What you should do: The output should be every line below, retyped exactly, with no images.

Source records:
____________
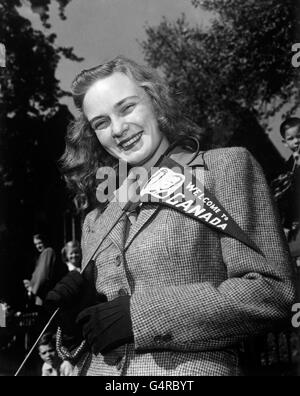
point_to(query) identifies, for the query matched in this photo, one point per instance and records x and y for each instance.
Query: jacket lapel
(102, 229)
(148, 210)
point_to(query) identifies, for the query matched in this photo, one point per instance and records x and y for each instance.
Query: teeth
(131, 141)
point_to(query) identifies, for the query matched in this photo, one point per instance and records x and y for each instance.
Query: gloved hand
(108, 325)
(72, 294)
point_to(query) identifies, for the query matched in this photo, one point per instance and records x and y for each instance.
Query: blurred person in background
(178, 296)
(71, 255)
(286, 186)
(53, 366)
(44, 275)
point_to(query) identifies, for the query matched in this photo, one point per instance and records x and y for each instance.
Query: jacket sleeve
(259, 291)
(42, 276)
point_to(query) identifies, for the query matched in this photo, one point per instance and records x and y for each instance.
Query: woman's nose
(118, 127)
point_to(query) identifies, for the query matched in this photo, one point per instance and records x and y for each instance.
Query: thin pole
(35, 344)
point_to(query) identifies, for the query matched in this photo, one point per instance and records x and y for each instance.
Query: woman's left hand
(107, 325)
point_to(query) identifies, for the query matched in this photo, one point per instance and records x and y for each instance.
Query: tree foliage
(240, 62)
(32, 126)
(30, 91)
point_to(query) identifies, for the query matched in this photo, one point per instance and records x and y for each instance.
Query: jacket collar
(111, 223)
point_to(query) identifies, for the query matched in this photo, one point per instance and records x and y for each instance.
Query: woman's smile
(130, 143)
(122, 115)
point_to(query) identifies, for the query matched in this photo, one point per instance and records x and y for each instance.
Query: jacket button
(118, 261)
(158, 339)
(122, 292)
(167, 337)
(119, 363)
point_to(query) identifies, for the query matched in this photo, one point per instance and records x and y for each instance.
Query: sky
(101, 29)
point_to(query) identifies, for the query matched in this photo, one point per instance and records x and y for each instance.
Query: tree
(32, 126)
(239, 65)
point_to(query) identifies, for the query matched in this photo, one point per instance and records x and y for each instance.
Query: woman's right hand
(72, 294)
(66, 292)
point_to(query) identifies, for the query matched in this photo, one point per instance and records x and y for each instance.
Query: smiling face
(48, 354)
(74, 255)
(122, 116)
(39, 244)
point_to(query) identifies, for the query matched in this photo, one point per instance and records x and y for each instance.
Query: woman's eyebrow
(121, 102)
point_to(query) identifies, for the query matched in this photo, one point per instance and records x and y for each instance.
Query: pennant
(177, 187)
(2, 315)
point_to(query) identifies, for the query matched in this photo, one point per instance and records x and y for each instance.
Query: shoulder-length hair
(84, 155)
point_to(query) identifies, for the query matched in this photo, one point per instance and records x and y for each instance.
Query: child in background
(71, 255)
(53, 366)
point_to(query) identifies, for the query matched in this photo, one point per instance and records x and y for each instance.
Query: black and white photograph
(150, 190)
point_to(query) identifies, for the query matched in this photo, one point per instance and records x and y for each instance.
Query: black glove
(72, 294)
(108, 325)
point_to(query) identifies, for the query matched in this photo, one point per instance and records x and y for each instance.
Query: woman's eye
(128, 108)
(101, 125)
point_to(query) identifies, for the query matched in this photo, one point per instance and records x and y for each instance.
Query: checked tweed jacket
(195, 293)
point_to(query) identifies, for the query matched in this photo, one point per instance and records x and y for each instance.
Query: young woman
(180, 296)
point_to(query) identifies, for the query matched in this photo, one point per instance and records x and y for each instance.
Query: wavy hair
(84, 155)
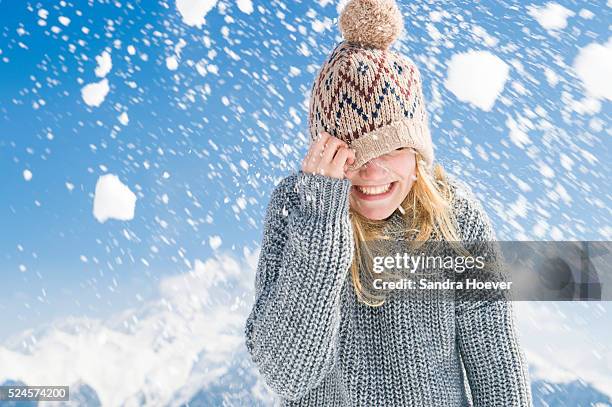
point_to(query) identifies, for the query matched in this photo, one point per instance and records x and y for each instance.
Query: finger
(333, 144)
(319, 144)
(341, 157)
(352, 157)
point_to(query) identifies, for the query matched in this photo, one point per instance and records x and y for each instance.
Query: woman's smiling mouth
(374, 192)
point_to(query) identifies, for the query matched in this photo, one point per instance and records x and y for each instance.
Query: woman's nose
(373, 167)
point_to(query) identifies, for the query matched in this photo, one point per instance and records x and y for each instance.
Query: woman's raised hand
(328, 155)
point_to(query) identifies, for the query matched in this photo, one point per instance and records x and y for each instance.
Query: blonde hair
____________
Expected answer:
point_to(query) identifies, for the query matched in this photo, one point per instance and records x and y for each instance.
Query: jacket lapel
(102, 229)
(148, 210)
point_to(query) identifies, for the query matched in this photo, one point per instance and records x and y for each instance.
Query: teeth
(131, 141)
point_to(query) identifies, for the query matched in this photo, one point per instance and records x and y for each instance.
Query: gloved hand
(108, 325)
(72, 294)
point_to(query) identifies, for the query matched in this photo, one point per instance and records x and y for each instance.
Query: blurred person in background
(178, 296)
(71, 255)
(286, 186)
(53, 366)
(44, 275)
point_to(query) identifies, for the query matched in this photo, one point per instance and records x and y for each instance.
Query: jacket sleeve
(259, 291)
(42, 276)
point_to(query) identifies, for the query matched in this photo, one point per instance and records x and y for each instance.
Query: woman's nose
(118, 127)
point_to(query) identifies, for the query matched in this photo, one point per instance and records x and y for each instance.
Query: thin pole
(35, 344)
point_to(query) identifies, for the query matched in this photo, one point per instance and records x and y for each instance.
Query: woman's left hand
(107, 325)
point_to(query) identifies, for the query matched in this photo, one point per instance and records x and y for each instance.
Query: tree foliage
(240, 62)
(32, 126)
(30, 91)
point_to(query) identifies, for the query matched in this photo, one point per instance and records x and y for each instance.
Query: jacket collar
(111, 223)
point_to(query) identifies, for the query matched in this photo, one point per instance and records x and y for each instance.
Query: woman's smile
(130, 143)
(122, 115)
point_to(query) identifies, for the query matched in this photo, one point per instance and records x and y for each instance.
Query: jacket button
(118, 261)
(158, 339)
(122, 292)
(167, 337)
(119, 363)
point_to(query) identifies, for the query matched in this photo, one point per instance and records x and y for each instance.
Query: sky
(101, 29)
point_to(query) identifies, for the query matched in this photo, one point per instance and records x and y for each instance.
Query: tree
(32, 126)
(239, 65)
point_to(query) identifies, for the query matched in this photo, one point per instance and records x and y for each instance.
Query: woman's right hand
(72, 294)
(66, 292)
point_to(query) identifies, for the query matched in this photo, one point per instance and records x and y for each instance.
Query: smiling face
(48, 354)
(74, 255)
(122, 116)
(39, 244)
point_to(query) identifies, for the query matched in this photo, one point per instance and records x and y for each instance.
Query: woman's eyebrow
(121, 102)
point_to(query) identifies, for the query matched in this photo, one point per instance and records x and y for each instance.
Query: pennant
(177, 187)
(2, 315)
point_to(query) identifies, for the query matched in this photo, one point per instance and records x and y for each instance.
Query: shoulder-length hair
(84, 155)
point_to(query) identifies, for the query matched in this photo, one point per instance and records x and y for each instance.
Query: child in background
(71, 255)
(53, 366)
point_to(query) identifies, for the query matched in this photo, one point per instance and records x and y for each instance.
Query: black and white photograph
(150, 190)
point_to(query) identifies, for the query matched in this photo, one point per instance and records x and y for each instance.
Query: black glove
(72, 294)
(108, 325)
point_to(query) identifies, for the query matched in this photo, one point per instance and records x and y for each instance.
Query: woman's eye
(128, 108)
(101, 125)
point_to(query) identifies, for the query matched in this photo, one point per instance and records x and y for each instance.
Query: checked tweed jacket
(195, 293)
point_to(query) identifies, for the query matched in this photo, one point per instance and records x and y for each instance.
Query: young woman
(180, 296)
point_to(query) identifies, for the query matched in this photo, one point per instance and records x and y for each instance.
Query: wavy hair
(84, 155)
point_to(query) identifies, for the query matched in this photo, one point per instance and records x and y for each instance.
Query: finger
(333, 144)
(319, 144)
(341, 157)
(352, 157)
point_to(query) identifies, for the query matched in this photo, one point per instance and records x and y for each instance.
Query: woman's smiling mouth
(374, 192)
point_to(query) identifies, for the query matched in this photo, one point per instance and records x and y for each instance.
Query: woman's nose
(373, 167)
point_to(query) identifies, for the query matched in this photo, one point per instance and records x and y for each instance.
Query: woman's raised hand
(328, 155)
point_to(query) identifies, for the query matched in this photo, one point per instance and records x and y for each instance.
Query: blonde hair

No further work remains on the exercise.